▶ _BRIEF_
Can you recast the part of the records below that opens with the line containing "the black shorts." and runs through the end of the records as a JSON list of strings, with one string per line, both ends included and blank lines left out?

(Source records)
○ ○ ○

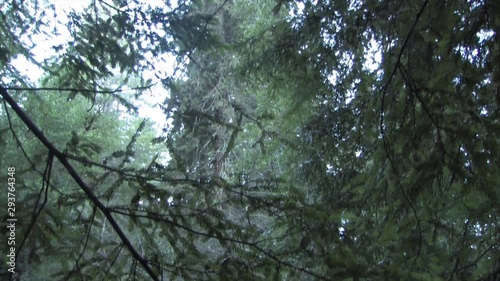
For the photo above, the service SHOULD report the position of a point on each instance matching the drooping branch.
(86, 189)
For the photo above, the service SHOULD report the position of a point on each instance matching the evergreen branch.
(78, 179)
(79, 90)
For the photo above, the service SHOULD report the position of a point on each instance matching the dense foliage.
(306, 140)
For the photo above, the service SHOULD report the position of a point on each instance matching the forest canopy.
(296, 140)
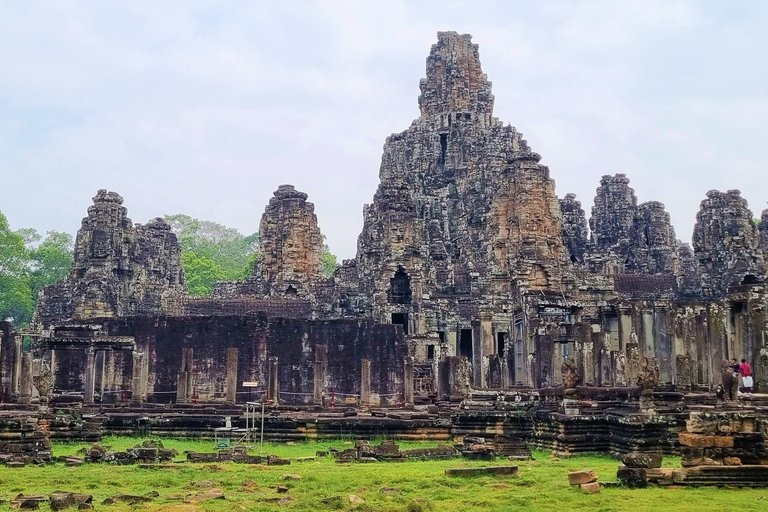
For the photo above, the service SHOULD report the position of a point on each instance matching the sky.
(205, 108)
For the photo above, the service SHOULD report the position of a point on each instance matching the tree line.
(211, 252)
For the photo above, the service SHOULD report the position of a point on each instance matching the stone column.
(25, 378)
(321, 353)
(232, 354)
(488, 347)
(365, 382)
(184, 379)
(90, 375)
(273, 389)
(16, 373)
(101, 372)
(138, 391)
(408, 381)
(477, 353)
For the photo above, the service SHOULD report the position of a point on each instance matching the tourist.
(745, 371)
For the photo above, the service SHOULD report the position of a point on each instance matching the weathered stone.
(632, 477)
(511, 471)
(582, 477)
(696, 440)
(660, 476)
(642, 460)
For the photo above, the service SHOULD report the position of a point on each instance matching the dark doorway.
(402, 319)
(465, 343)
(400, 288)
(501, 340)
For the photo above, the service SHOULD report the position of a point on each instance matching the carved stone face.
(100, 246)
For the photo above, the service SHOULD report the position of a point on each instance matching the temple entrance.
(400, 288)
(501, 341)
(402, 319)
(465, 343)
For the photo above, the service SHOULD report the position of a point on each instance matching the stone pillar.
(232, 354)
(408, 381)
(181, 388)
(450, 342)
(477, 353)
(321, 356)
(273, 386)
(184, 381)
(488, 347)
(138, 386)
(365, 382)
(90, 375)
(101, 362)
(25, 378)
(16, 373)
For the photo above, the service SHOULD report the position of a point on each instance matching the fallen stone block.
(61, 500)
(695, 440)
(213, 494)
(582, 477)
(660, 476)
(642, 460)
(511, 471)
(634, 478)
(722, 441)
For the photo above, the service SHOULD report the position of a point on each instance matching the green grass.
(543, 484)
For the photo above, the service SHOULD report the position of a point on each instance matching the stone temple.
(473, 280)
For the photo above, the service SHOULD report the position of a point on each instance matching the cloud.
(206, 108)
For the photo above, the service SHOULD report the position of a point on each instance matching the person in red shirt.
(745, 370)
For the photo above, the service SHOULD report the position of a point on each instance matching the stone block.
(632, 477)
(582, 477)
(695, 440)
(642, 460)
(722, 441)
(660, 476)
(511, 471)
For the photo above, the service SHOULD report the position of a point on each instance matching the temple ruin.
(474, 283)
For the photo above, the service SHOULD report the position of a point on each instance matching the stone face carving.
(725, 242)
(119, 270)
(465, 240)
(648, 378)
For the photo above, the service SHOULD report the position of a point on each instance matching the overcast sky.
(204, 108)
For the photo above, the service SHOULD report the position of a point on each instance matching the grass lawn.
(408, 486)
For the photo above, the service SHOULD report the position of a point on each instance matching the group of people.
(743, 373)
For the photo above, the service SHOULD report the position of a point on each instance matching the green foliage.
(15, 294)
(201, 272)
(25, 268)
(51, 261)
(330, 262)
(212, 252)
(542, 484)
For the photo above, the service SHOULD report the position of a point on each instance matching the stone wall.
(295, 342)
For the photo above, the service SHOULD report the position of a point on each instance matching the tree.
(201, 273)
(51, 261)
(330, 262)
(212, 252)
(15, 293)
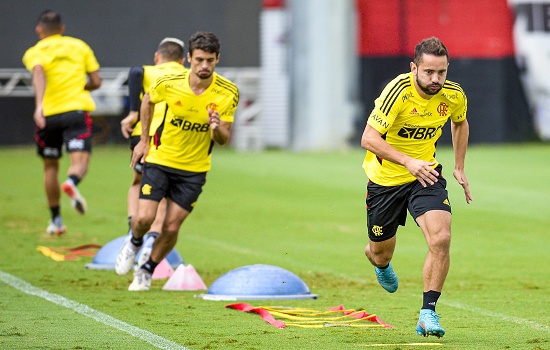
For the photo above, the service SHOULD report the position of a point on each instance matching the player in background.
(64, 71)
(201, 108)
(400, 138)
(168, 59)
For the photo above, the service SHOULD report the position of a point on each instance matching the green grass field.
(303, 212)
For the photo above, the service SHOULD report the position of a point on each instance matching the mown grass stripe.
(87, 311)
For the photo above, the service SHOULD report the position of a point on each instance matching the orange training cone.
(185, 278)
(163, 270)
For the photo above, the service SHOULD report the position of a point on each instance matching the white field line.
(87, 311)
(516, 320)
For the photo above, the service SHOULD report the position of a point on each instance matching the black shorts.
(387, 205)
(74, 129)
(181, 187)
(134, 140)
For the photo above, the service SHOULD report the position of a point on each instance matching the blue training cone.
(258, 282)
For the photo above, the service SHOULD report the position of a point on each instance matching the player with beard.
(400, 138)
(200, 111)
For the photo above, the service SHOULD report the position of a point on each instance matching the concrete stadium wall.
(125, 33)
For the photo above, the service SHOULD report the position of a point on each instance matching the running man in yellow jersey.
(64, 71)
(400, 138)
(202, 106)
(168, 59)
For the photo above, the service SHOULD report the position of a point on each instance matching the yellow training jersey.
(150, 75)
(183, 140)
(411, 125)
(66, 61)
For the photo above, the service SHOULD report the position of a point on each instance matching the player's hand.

○ ○ ○

▶ _ANSWER BELOW_
[
  "For the photo above, the service SHOULD report the position of a point on each instance matching the black shorts.",
  "(387, 205)",
  "(74, 129)",
  "(181, 187)",
  "(134, 140)",
  "For the photo above, the service SHOULD report the position of a point on each instance matching the blue training cone.",
  "(258, 282)",
  "For the photo above, the service SHOULD report the position of a point on each instance matching the player with beard.",
  "(400, 138)",
  "(200, 111)",
  "For the photo above, the service SHOULD report the position of a point on each instance matching the concrete stadium wall.",
  "(125, 33)",
  "For the photo above, the service SHOULD report the position of a point on each instance matching the running man in yellow jersey.",
  "(64, 71)",
  "(400, 138)",
  "(202, 106)",
  "(168, 59)",
  "For the photo above, the service SHOULD report the position of a point on each instance matching the yellow training jersey.",
  "(150, 75)",
  "(183, 140)",
  "(411, 125)",
  "(66, 61)",
  "For the photo above, the service SHOULD report the position of a point on each instance matching the player's hand."
]